Text:
··········
Emma is a spitfire. She is curious about all things, but especially things outdoors. “Where do deer eat?” “Where do deer sleep?” “Where do deer poop?” “Why don’t does have antlers?” She often helps me put out corn and hay for the deer on the ranch, and rides in the truck with me on evening scouting trips. But she’s never really “gone hunting” with dad. So I told her when she turned five, she could.

My wife Amy packed a pink Little Kitty backpack with everything a girl would need: a coloring book, markers, an I-Pad, snacks, lemonade, tissues, paper towels, and of course B-B, the pink blankie she’s had since she was born. Wardrobe was important, too, including zebra-pattern pants and a leopard-print jacket? I packed her pink Fuse bow and two arrows.

Out in the field, Emma and I packed all our gear a whopping 60 yards from the truck to our ground blind. Once inside, she dug into her snacks. First, a fruit roll-up. Next, Reese’s candies, followed by potato chips. She washed that down with some lemonade between peeks out the blind’s window to check for deer. “Where are the bucks?” she asked me.
··········
Work required: Pick up the story of Emma's first hunt right after its last sentence and keep it going. The listing that comes next has nothing to do with the story of Emma's first hunt.

Given records:
··········
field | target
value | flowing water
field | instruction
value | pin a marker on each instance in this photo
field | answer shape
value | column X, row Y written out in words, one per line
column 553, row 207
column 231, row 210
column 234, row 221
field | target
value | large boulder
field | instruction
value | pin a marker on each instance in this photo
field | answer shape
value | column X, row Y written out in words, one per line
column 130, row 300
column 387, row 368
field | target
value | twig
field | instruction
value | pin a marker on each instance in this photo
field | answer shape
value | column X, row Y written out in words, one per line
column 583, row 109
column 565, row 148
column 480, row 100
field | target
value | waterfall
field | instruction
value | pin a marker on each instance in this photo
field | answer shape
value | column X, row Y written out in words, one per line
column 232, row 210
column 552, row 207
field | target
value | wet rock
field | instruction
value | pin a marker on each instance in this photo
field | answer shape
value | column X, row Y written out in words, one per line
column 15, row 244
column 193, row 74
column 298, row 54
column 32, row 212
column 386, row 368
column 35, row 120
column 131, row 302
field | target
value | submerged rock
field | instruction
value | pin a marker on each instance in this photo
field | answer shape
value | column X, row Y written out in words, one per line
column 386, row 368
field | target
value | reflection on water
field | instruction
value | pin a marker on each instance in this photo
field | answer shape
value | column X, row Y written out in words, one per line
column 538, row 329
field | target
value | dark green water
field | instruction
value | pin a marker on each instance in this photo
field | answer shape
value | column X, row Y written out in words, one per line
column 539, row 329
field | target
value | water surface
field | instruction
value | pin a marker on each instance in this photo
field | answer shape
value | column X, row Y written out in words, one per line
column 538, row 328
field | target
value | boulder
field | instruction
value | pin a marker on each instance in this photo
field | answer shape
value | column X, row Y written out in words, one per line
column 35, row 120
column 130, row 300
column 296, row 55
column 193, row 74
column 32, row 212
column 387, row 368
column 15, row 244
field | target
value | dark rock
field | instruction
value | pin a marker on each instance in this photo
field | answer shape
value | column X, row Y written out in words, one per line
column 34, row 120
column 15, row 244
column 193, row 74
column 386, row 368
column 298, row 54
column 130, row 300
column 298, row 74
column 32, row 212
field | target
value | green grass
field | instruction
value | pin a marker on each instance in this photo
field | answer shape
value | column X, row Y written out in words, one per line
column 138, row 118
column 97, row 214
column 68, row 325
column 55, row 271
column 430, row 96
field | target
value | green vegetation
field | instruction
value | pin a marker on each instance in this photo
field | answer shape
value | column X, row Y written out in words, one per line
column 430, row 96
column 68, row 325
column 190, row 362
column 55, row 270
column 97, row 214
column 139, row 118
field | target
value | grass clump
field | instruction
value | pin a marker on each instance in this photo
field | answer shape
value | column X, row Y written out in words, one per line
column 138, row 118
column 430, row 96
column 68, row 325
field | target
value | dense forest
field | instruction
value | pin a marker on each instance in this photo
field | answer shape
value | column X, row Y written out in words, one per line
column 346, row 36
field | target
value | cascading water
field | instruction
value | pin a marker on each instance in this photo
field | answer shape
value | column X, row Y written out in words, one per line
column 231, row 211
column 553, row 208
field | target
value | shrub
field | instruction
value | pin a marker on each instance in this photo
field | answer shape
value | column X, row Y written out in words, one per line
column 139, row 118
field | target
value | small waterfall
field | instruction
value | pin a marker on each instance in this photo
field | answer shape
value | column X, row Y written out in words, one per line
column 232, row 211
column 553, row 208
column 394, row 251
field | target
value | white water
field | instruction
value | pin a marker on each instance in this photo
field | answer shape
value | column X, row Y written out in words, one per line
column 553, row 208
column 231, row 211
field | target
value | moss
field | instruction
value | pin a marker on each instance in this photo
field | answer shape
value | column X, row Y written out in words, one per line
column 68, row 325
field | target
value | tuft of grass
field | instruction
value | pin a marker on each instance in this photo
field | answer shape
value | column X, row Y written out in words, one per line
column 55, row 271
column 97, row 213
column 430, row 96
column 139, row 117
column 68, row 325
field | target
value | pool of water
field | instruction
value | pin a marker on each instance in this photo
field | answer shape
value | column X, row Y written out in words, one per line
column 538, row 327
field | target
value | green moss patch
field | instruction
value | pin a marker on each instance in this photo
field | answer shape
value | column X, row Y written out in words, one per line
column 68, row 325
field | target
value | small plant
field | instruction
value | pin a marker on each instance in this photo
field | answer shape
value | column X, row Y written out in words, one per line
··········
Result for this task:
Next were chocolate pudding and finally some SpongeBob gummies. The snacks were gone within 20 minutes. I did not get any. “Dad, my stomach hurts.” Imagine that? But she toughed it out and forgot about the pain when I told her it was prime time and she could shoot her bow. Emma lobbed a perfect shot out the blind’s front window and just a yard short of the intended bush. Then she climbed out of the blind to retrieve her arrow.

“When do I get to shoot a buck?” she asked me 20 times. I told her we had to be patient and wait for the deer to come. (Of course I would not let Emma shoot a deer with her 15-pound bow, but don’t tell her.)

Unbelievably, despite Emma’s coughing, loud whispering, and shuffling in and out of her backpack, I heard something walking behind the blind at sunset. “Look out the back window,” I whispered. With eyes as big as saucers Emma reported, “Dad, there’s a buck!”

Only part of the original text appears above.